───── Selected passage ─────
Re: ISSUE-125 CCP -- change the "willful violation" note -- rev 1 from Leif Halvard Silli on 2011-01-27 (public-html@w3.org from January 2011)

From: Leif Halvard Silli <xn--mlform-iua@xn--mlform-iua.no>
Date: Thu, 27 Jan 2011 13:25:03 +0100
To: Anne van Kesteren <annevk@opera.com>
Cc: Julian Reschke <julian.reschke@gmx.de>, Leif Halvard Silli <xn--mlform-iua@xn--mlform-iua.no>, "public-html@w3.org" <public-html@w3.org>
Message-ID: <20110127132503797994.b6bb449e@xn--mlform-iua.no>

Anne van Kesteren, Thu, 27 Jan 2011 10:39:03 +0100:
> On Thu, 27 Jan 2011 08:28:35 +0100, Leif Halvard Silli 
> <xn--mlform-iua@målform.no> wrote:
>> Anne, HTML5's 'encoding sniffing algorithm' [1] uses the 'algorithm for
>> extracting an encoding from a Content-Type' [2] twice:
>> 
>>  1) before parsing: on Content-Type meta data (HTTP). [1]
> 
> It is not used here. It just generically refers to the "Content-Type 
> metadata" and does not define how you extract it.

If you are correct, then where does HTML5 specify how to handle the 
HTTP Content-Type header? 

Note that the section says:

 ]] The Content-Type metadata of a resource must be obtained and 
interpreted in a manner consistent with the requirements of the Media 
Type Sniffing specification. [MIMESNIFF] [[

And that MIMESNIFF "describes an algorithm for determining the 
effective media type of HTTP responses". [1]

> (You are right that 
> the algorithm is used twice, but both times it operates on the 
> text/html stream, not on any external data.)
─────
## [Stated task 1]
Find each line in the entries that contains the string "window" with matching case, and copy those lines.
The mailing-list message and the entries were drawn from separate sources.
───── Provided records ─────
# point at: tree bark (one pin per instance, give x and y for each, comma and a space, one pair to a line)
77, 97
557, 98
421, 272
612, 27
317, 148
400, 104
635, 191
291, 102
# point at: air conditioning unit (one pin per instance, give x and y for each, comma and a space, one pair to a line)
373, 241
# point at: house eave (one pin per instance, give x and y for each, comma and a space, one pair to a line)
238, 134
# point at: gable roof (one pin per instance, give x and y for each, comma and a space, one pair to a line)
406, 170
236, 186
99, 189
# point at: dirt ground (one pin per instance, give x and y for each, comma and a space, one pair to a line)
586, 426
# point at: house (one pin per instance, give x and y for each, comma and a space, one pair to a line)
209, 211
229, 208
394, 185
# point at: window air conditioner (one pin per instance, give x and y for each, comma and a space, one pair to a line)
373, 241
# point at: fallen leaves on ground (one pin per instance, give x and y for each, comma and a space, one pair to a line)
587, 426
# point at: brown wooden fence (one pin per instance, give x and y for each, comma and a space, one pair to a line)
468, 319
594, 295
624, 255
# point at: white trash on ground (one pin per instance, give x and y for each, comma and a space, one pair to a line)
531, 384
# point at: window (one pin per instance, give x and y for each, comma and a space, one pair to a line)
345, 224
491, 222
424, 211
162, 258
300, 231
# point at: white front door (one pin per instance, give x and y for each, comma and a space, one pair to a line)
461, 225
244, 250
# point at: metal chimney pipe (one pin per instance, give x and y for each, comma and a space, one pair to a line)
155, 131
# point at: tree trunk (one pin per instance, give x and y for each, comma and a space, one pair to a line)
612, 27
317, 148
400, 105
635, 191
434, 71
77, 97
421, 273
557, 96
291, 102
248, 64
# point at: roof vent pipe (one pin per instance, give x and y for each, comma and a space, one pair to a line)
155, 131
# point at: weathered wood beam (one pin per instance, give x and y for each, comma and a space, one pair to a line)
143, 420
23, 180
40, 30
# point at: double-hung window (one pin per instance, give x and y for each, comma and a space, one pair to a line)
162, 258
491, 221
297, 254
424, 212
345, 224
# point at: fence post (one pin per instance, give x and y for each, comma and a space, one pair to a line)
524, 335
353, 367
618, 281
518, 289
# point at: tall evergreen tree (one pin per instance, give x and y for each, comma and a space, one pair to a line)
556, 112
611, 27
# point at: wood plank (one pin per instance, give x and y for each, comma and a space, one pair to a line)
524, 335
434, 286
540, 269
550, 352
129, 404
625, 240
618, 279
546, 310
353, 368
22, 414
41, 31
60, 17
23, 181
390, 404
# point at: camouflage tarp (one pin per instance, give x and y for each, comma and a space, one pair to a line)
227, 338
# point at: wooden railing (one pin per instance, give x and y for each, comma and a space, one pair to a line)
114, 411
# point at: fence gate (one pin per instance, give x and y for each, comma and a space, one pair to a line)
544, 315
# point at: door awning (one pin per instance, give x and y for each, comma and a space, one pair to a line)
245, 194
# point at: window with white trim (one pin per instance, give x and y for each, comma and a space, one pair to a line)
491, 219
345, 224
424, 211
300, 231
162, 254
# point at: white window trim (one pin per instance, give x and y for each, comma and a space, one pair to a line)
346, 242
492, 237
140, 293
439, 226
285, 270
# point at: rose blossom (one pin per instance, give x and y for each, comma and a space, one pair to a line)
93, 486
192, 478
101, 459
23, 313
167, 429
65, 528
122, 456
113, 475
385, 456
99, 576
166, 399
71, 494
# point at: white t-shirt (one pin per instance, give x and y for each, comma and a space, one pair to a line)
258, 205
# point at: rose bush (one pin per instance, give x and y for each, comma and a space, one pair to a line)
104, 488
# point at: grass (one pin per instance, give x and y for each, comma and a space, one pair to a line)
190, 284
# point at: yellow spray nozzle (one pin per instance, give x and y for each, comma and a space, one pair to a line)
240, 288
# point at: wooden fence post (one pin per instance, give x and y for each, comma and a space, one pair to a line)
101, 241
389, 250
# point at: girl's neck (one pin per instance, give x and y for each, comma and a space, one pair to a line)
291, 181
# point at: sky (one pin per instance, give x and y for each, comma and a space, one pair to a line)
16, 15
─────
## [Stated task 2]
Please pick up the mailing-list reply on HTML5 encoding sniffing from the point where it stops and continue writing it.

## [Result 1]
# point at: window air conditioner (one pin per instance, give x and y for each, comma and a space, one pair to a line)
# point at: window (one pin per instance, give x and y for each, comma and a space, one pair to a line)
# point at: double-hung window (one pin per instance, give x and y for each, comma and a space, one pair to a line)
# point at: window with white trim (one pin per instance, give x and y for each, comma and a space, one pair to a line)
# point at: white window trim (one pin per instance, give x and y for each, comma and a space, one pair to a line)

## [Result 2]
Same question as above. My view is that the same algorithm is first 
used on the HTTP Content-Type and then, if necessary, on the HTTP-EQUIV 
Content-Type. Yes, it looks to me as if MIMESNIFF blurs the border 
between the HTTP header and "512 octets or more" of the text/html 
stream. But never the less, MIMESNIFF means HTTP's Content-Type - it 
does not speak about HTTP-EQUIV. MIMESNIFF also says that: 

]] If the user agent is configured to strictly obey the official-
   type, then let the sniffed-type be the official-type and abort
   these steps. [[

In which case there would not be any Content-Type any other place than 
in the one that were obtained from the HTTP header.

And also, in the encoding sniffing algorithm of HTML5, then the 512 
octets is step 3 - after the 'transport layer' - we must assume that 
the 'transport layer' is HTTP, and thus the same as the "official-type" 
in the MIMESNIFF draft.

(I must say that HTML5 could have described these things better. As is, 
one must jump back and forth and think ... For instance, the encoding 
sniffing algorithm is described twice. Once in the two first paragraphs 
of section 8.2.2.1 and once again in the subsequent outline of the 
algorithm. [2])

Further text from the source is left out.